Exercise text:
=-=-=

An Unimaginable Milestone

I still look at my hand and expect it to move. In moments of sleeplessness or experimental fortitude, I still harness all of my effort into trying to will my body to actuate the thoughts and motivation in my head. I still do these things 30 years after my accident – 30 years after the accident that, with neither warning nor subtlety, left me paralyzed below my neck and reliant on a ventilator to breathe. 30 years is an achingly and astonishingly long time, but it is not nearly enough time for the extremity and aberration of paralysis to seem natural. It is not nearly enough time to forget life as it had been nor to stop longing for a time in my life when things were simpler and more frivolously taken for granted.

 

This weekend marks the 30th anniversary of the day that serves as my life’s most salient inflection point. The demarcation between an existence of innocence and untestedness, and an existence characterized by the functional opposites. It has been 30 years since I gave someone I loved a hug. It has been 30 years since I was able to dance to my favorite songs. 30 years since I have been able to eat or bathe or dress on my own. For three decades, I haven’t had the individual liberty to storm out of the house in abject frustration, jump up on an unwitting chair in exhilaration or exasperation, lie on the cold tile floor just to feel the invulnerability of the ground below me. These are parts of life that I miss dearly. These are parts of life that go unmentioned because of their banality and because of the way they simply bleed into the fabric of each day.

=-=-=

Extracted records:
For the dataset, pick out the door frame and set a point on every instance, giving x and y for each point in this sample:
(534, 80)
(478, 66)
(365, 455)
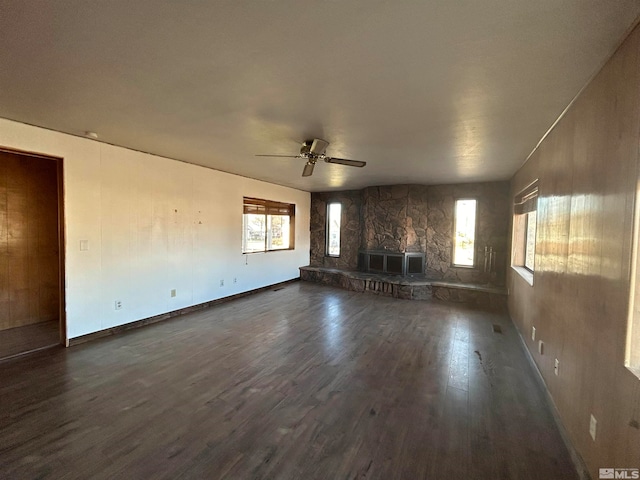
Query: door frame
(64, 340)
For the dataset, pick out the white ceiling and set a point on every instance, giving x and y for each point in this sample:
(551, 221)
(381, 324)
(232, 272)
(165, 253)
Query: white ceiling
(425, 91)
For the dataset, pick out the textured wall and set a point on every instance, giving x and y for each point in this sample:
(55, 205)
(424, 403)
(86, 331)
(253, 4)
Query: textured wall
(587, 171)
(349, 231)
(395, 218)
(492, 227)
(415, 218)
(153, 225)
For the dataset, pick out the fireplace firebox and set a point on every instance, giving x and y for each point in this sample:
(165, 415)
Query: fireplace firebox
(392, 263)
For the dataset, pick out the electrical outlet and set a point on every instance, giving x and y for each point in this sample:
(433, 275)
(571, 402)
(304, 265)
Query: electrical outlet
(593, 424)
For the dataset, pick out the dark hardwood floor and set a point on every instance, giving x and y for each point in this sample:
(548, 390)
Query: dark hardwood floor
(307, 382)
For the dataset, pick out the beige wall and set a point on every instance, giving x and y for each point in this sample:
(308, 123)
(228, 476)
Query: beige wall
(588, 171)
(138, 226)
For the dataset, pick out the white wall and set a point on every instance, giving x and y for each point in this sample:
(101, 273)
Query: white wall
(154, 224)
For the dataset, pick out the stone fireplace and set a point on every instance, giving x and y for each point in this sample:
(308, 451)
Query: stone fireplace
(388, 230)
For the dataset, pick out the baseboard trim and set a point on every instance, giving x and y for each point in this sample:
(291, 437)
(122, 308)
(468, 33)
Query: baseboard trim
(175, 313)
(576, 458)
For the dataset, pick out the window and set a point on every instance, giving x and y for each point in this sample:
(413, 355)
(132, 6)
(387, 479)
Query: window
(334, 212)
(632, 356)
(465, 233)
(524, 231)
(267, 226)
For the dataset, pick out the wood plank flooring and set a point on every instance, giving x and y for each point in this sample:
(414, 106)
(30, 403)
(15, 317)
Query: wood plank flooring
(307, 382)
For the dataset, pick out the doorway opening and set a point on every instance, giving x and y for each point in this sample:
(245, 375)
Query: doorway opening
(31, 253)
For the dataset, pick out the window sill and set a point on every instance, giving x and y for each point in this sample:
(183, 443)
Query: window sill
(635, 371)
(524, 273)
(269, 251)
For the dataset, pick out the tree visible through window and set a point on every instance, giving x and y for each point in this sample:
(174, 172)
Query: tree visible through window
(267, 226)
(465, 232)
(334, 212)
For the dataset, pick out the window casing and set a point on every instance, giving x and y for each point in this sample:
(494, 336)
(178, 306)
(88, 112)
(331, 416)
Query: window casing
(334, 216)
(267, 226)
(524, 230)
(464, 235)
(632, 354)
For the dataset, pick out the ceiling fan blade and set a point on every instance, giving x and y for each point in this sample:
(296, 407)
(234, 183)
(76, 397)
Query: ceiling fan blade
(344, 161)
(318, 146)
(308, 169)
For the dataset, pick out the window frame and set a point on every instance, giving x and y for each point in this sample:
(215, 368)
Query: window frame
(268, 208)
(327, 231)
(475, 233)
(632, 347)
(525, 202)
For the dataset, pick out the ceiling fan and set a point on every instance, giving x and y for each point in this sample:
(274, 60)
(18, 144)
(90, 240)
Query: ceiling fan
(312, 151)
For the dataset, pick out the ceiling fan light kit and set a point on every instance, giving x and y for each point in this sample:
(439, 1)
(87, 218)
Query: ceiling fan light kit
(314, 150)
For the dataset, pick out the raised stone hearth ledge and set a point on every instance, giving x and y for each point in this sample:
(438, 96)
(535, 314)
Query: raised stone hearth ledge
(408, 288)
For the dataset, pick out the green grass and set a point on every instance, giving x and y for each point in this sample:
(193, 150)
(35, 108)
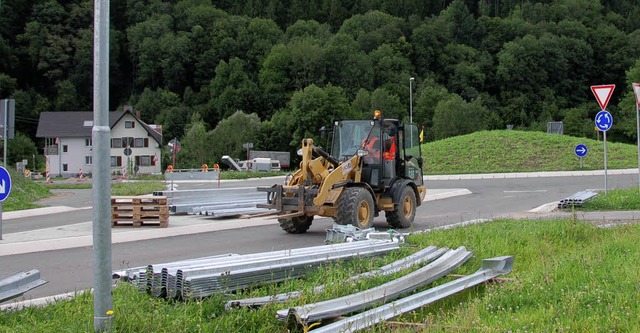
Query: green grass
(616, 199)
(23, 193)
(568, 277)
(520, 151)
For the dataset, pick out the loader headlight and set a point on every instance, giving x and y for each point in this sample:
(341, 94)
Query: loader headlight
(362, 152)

=-=-=

Work order 1: According to the paralysis anniversary essay, what does the writer rely on in order to breathe?
Work order 2: Name the three activities that the paralysis anniversary essay says the writer has been unable to do on their own for 30 years.
Work order 3: Write the next part of the paralysis anniversary essay, starting after its last sentence.
The data bear no relation to the essay on the thirtieth anniversary of paralysis.

Task output 1: A ventilator.

Task output 2: Eating, bathing, and dressing.

Task output 3:
 

Nobody really asks me about these things. I am asked many questions about my life and the granular details of it, but nobody really takes the time to think or ask about the minutiae of life that give it meaning and humaness. People don’t ask about these kinds of things because they are so fundamental to our human experience and so foundational to how we live our lives that they almost go unnoticed. Unseen. Hidden until their inconspicuousness is replaced with absence. I never would have expected that those would be the parts of life I would miss the most, nor would I ever have expected the magnitude of the cumulative sense of loss that these individual human moments create in the aggregate.

 

There are at least two ways by which people tend to view my life: one of untimely tragedy and, as a result, weakness, and one of strength, empowerment, and creativity in the face what some might consider tragedy. One vantage point puts a telescopic focus on the absences in my life, and the other puts a focus on what has been drawn upon to fill those absences. In reality, though, the two exist in tandem. In fact, I don’t know if the former could exist without the latter.

 

When I look back on pictures of me as a child, completely unaware of life that was ahead of me, I am often struck with whispers of sorrow but also deep reverence. When I look back on pictures of me as a child I am, to this day, inspired by the girl I see – not yet aware of the ways she would be tested nor strength she had within her. I am inspired by her unwavering will to fight, and to fight with every ounce of fortitude and resolve that her 11-year-old body did not even know it had within it. And this strength that has come from reserves that were invisible has been at the heart of each day of my life for the past 30 years. I can’t imagine it any other way.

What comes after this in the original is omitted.